● **DATASET RECORDS**:
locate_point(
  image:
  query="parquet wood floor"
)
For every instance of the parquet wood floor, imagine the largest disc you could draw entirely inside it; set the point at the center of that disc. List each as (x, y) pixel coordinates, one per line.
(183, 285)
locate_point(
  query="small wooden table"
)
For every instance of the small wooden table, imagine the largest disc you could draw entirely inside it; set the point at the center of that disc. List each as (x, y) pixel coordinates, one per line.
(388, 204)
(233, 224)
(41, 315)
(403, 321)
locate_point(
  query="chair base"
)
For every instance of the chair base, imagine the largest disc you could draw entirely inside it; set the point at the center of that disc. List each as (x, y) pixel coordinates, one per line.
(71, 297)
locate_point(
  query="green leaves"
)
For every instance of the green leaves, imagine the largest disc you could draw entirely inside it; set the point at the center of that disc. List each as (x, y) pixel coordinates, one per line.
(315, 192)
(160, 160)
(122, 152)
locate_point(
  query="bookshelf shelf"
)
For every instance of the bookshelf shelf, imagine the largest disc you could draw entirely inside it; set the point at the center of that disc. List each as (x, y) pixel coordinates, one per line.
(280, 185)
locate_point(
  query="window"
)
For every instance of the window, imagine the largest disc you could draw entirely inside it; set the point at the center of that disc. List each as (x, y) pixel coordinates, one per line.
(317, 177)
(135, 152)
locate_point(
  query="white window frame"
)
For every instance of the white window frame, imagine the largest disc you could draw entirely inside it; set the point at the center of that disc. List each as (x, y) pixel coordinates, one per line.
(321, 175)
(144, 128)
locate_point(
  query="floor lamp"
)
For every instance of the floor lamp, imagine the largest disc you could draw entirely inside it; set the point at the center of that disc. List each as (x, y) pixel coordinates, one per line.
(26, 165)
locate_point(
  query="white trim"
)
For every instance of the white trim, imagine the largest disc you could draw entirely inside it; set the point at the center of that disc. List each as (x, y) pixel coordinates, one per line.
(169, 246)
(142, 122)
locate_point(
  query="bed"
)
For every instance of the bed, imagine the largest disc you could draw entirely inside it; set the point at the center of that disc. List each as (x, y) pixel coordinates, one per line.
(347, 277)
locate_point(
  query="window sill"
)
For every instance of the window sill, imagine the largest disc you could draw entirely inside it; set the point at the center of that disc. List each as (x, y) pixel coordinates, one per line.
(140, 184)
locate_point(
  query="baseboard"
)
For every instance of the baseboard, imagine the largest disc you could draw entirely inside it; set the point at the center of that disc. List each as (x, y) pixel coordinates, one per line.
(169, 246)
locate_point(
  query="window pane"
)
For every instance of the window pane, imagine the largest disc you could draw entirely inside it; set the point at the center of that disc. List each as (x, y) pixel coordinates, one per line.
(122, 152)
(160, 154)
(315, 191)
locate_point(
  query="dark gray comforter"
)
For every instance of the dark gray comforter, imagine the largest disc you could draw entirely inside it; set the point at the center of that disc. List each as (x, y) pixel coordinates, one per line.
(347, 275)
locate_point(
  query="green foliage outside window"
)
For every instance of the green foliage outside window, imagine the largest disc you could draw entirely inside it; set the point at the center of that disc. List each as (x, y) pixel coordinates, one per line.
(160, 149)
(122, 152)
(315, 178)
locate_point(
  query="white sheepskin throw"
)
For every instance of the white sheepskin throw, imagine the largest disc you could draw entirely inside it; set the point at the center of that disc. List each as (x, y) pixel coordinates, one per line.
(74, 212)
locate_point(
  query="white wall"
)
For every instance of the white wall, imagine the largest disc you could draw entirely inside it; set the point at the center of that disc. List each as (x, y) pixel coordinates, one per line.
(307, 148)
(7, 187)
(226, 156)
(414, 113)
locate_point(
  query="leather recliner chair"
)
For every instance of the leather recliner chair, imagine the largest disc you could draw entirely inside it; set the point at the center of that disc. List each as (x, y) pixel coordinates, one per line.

● **SET EXERCISE**:
Pick out every line of the data above that contains the word "shelf", matching case exactly, and copy each one.

● **TASK ANSWER**:
  query="bookshelf shelf"
For every instance of the bookshelf shelf, imagine the largest disc you could draw entirely inside it; set the point at the center of that disc. List each as (x, y) pixel coordinates, one per line.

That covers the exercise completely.